* _Task prompt_:
From the very first line down to the line containing "box: [279, 255, 287, 284]", write out the material exactly as it appears, and no more.

* _Records for the exercise_:

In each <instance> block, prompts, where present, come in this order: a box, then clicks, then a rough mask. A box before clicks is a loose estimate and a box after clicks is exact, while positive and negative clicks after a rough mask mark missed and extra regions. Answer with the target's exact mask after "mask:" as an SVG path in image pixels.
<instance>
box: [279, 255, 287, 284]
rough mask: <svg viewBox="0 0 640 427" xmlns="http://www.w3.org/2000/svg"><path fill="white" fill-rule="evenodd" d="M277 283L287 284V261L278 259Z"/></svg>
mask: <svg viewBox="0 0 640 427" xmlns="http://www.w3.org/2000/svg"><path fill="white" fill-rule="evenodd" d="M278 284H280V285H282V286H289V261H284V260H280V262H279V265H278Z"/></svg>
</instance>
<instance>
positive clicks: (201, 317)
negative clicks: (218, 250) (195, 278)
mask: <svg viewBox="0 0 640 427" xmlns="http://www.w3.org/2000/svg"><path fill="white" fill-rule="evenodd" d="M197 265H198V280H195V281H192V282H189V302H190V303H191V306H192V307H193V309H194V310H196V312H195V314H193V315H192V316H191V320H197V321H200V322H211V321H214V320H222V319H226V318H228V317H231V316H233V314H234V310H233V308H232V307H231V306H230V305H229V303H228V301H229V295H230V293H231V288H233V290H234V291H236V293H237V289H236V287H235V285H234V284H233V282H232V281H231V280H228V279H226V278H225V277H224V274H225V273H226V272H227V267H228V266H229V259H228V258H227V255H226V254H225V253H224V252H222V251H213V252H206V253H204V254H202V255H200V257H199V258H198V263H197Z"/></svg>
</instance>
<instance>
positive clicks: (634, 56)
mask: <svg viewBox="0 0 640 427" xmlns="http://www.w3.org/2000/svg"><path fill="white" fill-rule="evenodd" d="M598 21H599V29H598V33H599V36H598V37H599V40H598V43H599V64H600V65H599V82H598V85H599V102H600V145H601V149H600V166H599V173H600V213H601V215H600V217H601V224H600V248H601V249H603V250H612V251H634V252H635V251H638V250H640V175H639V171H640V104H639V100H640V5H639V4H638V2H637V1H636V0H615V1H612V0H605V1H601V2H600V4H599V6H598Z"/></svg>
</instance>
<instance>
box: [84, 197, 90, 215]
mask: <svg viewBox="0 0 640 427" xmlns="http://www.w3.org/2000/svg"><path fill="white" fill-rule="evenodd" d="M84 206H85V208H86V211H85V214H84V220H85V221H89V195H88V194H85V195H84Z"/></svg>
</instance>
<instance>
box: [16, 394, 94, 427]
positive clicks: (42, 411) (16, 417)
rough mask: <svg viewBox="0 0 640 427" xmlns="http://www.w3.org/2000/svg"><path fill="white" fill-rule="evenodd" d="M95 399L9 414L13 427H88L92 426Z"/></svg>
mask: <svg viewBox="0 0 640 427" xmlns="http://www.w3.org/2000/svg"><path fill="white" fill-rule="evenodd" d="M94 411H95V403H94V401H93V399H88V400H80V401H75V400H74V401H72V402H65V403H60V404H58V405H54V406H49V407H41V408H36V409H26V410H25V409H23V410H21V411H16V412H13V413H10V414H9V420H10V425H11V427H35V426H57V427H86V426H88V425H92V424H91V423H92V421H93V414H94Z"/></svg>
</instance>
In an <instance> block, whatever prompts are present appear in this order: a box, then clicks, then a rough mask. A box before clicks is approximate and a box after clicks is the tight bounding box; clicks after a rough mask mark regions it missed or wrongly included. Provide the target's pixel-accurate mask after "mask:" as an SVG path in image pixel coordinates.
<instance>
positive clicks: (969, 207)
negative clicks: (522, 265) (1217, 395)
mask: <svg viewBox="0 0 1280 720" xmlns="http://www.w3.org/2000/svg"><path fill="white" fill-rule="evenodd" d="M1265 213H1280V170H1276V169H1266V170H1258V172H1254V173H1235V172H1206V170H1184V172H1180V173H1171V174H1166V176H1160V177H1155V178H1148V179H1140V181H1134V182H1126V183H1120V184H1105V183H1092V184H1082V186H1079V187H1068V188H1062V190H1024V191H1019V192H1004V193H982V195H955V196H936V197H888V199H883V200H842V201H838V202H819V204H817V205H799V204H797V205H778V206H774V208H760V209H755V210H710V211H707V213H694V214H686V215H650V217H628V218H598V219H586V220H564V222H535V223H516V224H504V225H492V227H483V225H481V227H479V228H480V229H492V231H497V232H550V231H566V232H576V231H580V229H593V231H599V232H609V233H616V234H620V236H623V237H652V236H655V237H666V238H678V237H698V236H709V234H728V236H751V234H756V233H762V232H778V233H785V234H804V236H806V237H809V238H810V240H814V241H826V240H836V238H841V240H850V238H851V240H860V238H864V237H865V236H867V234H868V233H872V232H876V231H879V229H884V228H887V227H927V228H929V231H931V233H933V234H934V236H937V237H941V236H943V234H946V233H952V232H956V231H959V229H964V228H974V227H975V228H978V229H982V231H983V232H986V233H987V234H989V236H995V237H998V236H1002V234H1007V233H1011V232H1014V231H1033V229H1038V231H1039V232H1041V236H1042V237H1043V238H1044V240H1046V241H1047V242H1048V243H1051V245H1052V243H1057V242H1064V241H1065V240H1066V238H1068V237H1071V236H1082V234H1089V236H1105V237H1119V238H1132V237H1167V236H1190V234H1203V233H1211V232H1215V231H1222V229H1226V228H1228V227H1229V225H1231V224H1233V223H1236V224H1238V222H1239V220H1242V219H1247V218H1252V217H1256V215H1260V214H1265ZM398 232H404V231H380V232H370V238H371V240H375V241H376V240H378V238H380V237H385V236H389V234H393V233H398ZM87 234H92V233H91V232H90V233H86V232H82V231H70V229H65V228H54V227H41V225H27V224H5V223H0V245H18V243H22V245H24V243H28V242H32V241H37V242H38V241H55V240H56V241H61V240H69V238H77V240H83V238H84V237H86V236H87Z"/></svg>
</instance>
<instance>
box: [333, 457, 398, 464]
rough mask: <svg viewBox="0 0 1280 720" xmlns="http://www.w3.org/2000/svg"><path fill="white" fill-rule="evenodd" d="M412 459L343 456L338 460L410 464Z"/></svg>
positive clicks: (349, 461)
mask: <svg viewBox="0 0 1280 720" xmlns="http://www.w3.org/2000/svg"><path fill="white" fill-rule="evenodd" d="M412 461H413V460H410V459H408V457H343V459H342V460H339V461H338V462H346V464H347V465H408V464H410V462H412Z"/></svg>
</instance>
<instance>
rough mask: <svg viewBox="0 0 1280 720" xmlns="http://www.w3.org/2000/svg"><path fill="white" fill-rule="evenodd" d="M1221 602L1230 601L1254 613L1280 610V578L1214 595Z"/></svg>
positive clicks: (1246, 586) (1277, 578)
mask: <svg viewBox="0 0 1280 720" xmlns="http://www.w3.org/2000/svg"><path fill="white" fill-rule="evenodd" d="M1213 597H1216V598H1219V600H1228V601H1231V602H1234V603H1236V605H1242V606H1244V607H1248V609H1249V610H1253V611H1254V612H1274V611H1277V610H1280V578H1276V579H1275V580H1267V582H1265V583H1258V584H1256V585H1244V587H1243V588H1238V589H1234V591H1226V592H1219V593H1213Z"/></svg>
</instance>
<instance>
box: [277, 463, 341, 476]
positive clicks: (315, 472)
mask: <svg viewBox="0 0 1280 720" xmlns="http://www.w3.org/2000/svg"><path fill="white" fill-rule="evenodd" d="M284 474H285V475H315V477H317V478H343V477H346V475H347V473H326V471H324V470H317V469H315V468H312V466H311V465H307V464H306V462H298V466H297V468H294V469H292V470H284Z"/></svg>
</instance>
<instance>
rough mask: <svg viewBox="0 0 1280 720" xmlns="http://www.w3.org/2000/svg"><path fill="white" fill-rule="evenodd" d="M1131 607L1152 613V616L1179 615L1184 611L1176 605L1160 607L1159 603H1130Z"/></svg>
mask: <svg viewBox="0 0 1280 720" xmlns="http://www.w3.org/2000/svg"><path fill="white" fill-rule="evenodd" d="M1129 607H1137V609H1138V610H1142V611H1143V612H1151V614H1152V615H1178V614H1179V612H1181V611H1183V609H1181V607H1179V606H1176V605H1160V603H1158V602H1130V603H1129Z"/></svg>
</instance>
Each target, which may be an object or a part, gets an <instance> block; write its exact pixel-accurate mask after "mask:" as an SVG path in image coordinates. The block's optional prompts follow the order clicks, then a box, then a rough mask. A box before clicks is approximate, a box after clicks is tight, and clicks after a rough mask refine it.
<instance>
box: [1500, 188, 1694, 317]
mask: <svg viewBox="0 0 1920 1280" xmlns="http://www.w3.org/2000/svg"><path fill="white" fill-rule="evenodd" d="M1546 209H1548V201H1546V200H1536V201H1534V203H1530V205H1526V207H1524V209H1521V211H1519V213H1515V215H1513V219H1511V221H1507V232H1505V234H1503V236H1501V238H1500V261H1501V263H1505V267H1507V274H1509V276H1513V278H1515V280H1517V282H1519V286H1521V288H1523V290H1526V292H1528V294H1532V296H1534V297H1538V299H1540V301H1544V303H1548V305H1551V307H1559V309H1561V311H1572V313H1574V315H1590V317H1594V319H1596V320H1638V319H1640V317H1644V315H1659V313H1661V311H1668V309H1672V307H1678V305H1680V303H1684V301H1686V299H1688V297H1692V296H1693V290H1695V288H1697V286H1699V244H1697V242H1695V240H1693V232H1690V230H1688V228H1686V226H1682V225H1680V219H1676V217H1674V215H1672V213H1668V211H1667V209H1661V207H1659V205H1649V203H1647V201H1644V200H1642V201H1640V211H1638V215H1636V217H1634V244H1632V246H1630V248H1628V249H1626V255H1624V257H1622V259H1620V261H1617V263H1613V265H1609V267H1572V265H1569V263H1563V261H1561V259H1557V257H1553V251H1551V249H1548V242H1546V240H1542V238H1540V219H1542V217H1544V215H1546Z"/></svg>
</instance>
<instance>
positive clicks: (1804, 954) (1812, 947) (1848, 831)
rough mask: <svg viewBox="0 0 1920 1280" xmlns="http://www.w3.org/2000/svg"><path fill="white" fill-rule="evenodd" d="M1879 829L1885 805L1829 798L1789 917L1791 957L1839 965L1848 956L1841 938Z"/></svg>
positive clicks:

* _Answer space_:
In each <instance> block, prompts, where present, come in this order: a box, then clicks, then a rough mask. A box before clicks is a loose estimate and a box after clicks is exact, while positive and negative clicks after a rough mask mark missed and extra regions. Answer with the target's exact mask after "mask:" as an SVG path in image pixels.
<instance>
box: [279, 255, 287, 284]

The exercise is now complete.